● **Exercise**
Copy each record exactly as it reads, leaving out any pictures it holds.

● **Provided entries**
··········

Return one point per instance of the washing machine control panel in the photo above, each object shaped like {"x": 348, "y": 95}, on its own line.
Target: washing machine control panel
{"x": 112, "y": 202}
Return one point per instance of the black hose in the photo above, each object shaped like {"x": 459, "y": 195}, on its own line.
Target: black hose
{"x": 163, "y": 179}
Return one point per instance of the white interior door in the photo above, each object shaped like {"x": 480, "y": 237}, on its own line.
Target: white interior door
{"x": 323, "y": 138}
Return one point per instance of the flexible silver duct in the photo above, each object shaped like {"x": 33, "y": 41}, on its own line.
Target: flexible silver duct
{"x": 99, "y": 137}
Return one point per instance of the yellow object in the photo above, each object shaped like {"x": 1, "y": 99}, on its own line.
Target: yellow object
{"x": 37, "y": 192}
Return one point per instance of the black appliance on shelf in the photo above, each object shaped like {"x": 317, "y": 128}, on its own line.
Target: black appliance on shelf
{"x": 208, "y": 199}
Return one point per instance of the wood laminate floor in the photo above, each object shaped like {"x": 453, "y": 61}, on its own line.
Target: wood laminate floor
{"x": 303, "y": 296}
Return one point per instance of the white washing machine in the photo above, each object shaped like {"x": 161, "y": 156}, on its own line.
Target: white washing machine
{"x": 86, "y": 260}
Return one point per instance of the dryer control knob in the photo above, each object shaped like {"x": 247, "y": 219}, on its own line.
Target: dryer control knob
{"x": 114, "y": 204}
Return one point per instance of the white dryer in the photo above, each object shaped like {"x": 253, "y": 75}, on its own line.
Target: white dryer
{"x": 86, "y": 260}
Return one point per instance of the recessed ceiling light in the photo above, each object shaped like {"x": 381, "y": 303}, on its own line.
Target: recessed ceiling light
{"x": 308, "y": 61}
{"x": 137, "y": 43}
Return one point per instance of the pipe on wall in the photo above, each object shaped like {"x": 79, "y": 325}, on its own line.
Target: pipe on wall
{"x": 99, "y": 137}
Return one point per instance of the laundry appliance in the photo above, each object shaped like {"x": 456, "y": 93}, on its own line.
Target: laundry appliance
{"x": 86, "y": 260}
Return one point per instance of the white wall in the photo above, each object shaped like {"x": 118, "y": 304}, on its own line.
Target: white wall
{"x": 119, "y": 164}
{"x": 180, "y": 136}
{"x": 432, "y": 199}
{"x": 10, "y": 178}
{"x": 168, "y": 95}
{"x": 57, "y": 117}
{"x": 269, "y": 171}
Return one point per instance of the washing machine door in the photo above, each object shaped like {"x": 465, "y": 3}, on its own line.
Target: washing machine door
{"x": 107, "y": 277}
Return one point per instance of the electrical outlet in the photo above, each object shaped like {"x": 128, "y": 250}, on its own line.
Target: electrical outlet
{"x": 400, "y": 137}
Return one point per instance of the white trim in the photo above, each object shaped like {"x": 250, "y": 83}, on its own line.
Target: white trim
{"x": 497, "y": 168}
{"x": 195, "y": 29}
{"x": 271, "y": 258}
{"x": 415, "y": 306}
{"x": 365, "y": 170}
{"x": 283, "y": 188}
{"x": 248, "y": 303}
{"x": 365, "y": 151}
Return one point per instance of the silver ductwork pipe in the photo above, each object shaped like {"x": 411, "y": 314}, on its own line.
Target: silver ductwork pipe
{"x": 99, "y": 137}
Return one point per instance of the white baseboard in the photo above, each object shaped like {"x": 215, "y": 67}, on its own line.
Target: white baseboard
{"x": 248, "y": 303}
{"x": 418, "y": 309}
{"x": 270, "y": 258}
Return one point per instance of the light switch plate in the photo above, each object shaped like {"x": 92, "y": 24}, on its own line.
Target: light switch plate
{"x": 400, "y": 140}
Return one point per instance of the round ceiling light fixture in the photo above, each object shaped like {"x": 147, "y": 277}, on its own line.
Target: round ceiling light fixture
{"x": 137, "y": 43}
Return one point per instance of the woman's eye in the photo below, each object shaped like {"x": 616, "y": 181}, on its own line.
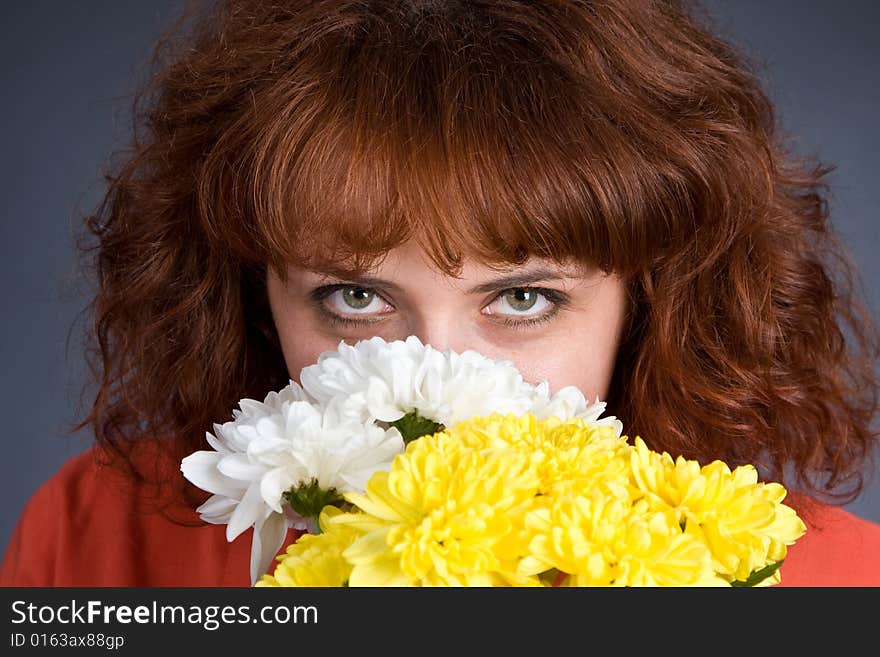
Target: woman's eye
{"x": 520, "y": 301}
{"x": 348, "y": 299}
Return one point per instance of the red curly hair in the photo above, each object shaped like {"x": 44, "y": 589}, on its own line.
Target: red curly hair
{"x": 624, "y": 133}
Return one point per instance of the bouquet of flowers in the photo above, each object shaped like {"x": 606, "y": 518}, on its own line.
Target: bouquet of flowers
{"x": 407, "y": 466}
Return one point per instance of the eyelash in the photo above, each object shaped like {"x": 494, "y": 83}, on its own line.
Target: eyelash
{"x": 558, "y": 299}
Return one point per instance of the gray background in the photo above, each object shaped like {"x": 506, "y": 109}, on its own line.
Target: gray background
{"x": 68, "y": 70}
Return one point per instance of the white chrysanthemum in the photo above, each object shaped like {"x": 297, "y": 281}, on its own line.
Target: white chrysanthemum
{"x": 272, "y": 446}
{"x": 379, "y": 380}
{"x": 570, "y": 402}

··········

● **Response to the task**
Return one point per instance of the washing machine control panel in the photo above, each object shaped like {"x": 348, "y": 95}, on its own line.
Target: washing machine control panel
{"x": 112, "y": 202}
Return one point per instance of the black hose in the photo above, each object shaped like {"x": 459, "y": 195}, on its own line.
Target: black hose
{"x": 163, "y": 179}
Return one point per instance of the white interior door in the photo above, each object shaped like {"x": 480, "y": 237}, on its own line.
Target: white interior door
{"x": 323, "y": 138}
Return one point per instance of the flexible silver duct in the photo above, each object shaped like {"x": 33, "y": 41}, on its own line.
Target: flexible silver duct
{"x": 99, "y": 137}
Return one point per instance of the yellow object in the photo above, each object shaped like {"x": 1, "y": 99}, on its own line.
Target: yellow object
{"x": 37, "y": 192}
Return one point per instance of the black appliance on shelf in the photo above, each object shaped like {"x": 317, "y": 128}, on its own line.
Target: black appliance on shelf
{"x": 208, "y": 199}
Return one point per instance of the wood laminate floor in the photo above, each object shaped like {"x": 453, "y": 61}, on its own line.
Target: wood laminate floor
{"x": 303, "y": 296}
Return one point per instance of the white washing machine in the photo above, each object shaped like {"x": 161, "y": 156}, on its own line.
Target: white washing machine
{"x": 86, "y": 260}
Return one point per instance of the dryer control knob in the photo above, each object shaped like {"x": 247, "y": 219}, on its own line.
Target: dryer control knob
{"x": 114, "y": 204}
Return one point per instance of the white dryer in the photo above, each object shaped like {"x": 253, "y": 75}, on its own line.
Target: white dryer
{"x": 86, "y": 260}
Return one point per instance of the recessed ceiling light in the photo above, each object shaped like {"x": 381, "y": 303}, on its own line.
Target: recessed ceiling light
{"x": 308, "y": 61}
{"x": 137, "y": 43}
Return one point per instance of the pipe on wall in the photo above, each object shaped like {"x": 79, "y": 325}, on its own line.
Target: pipe on wall
{"x": 99, "y": 137}
Return one point per instance of the laundry appliance in the photo above, each object shaped like {"x": 456, "y": 93}, on its own line.
Target: laundry appliance
{"x": 86, "y": 260}
Return one point per instance of the white wall in the photo above, each object shaped like {"x": 118, "y": 304}, on its own line.
Target: white wall
{"x": 119, "y": 164}
{"x": 180, "y": 136}
{"x": 432, "y": 199}
{"x": 10, "y": 178}
{"x": 168, "y": 95}
{"x": 57, "y": 117}
{"x": 269, "y": 171}
Return one point per instance of the washing machine door in the photo above, each object shaped like {"x": 465, "y": 3}, on its own line.
Target: washing machine door
{"x": 107, "y": 277}
Return one point per instance of the electrical outlet in the photo above, each object shaped like {"x": 128, "y": 250}, on its own line.
Target: electrical outlet
{"x": 400, "y": 137}
Return one point per instance of the white trim in the photo above, each object shaped like {"x": 250, "y": 83}, on its own line.
Target: white trim
{"x": 497, "y": 168}
{"x": 195, "y": 29}
{"x": 271, "y": 258}
{"x": 415, "y": 306}
{"x": 365, "y": 170}
{"x": 283, "y": 188}
{"x": 248, "y": 303}
{"x": 365, "y": 151}
Return one point per instance of the silver ductwork pipe in the photo above, each object shaped like {"x": 411, "y": 314}, on its own line.
Target: silver ductwork pipe
{"x": 99, "y": 137}
Return one point per instance of the white baseboard in the photo above, each object shaped like {"x": 215, "y": 67}, on its own line.
Target: white baseboard
{"x": 248, "y": 303}
{"x": 418, "y": 309}
{"x": 270, "y": 258}
Return one point per instance of the light switch plate in the photo above, each object shaped like {"x": 92, "y": 24}, on its own line.
Target: light switch plate
{"x": 400, "y": 140}
Return one point per instance of the round ceiling light fixture in the photo above, each object shaped like {"x": 147, "y": 277}, on its own line.
Target: round ceiling light fixture
{"x": 137, "y": 43}
Return one point per instance of the woman's eye in the photo below, each object shaped like {"x": 616, "y": 181}, on its own line.
Target: woman's eye
{"x": 520, "y": 301}
{"x": 348, "y": 299}
Return one point per instance of the red curly hair in the photo above, each object shaped like {"x": 44, "y": 589}, on its own line.
Target: red curly hair
{"x": 624, "y": 133}
Return one point per instance of the bouquet of flowers in the photo above, each object shaped like {"x": 606, "y": 518}, on its own line.
Target: bouquet of flowers
{"x": 407, "y": 466}
Return one point per instance of the eyelash in the photo above, each object shaped like {"x": 494, "y": 83}, on its own line.
Target: eyelash
{"x": 558, "y": 299}
Return one point per instance of the gray background in the photo above, each object shaped like {"x": 506, "y": 109}, on its own line.
Target: gray background
{"x": 68, "y": 70}
Return one point per instance of the white chrysanthemum in the photo above, each object shaped like {"x": 297, "y": 281}, on its own line.
Target: white chrysanthemum
{"x": 272, "y": 446}
{"x": 379, "y": 380}
{"x": 570, "y": 402}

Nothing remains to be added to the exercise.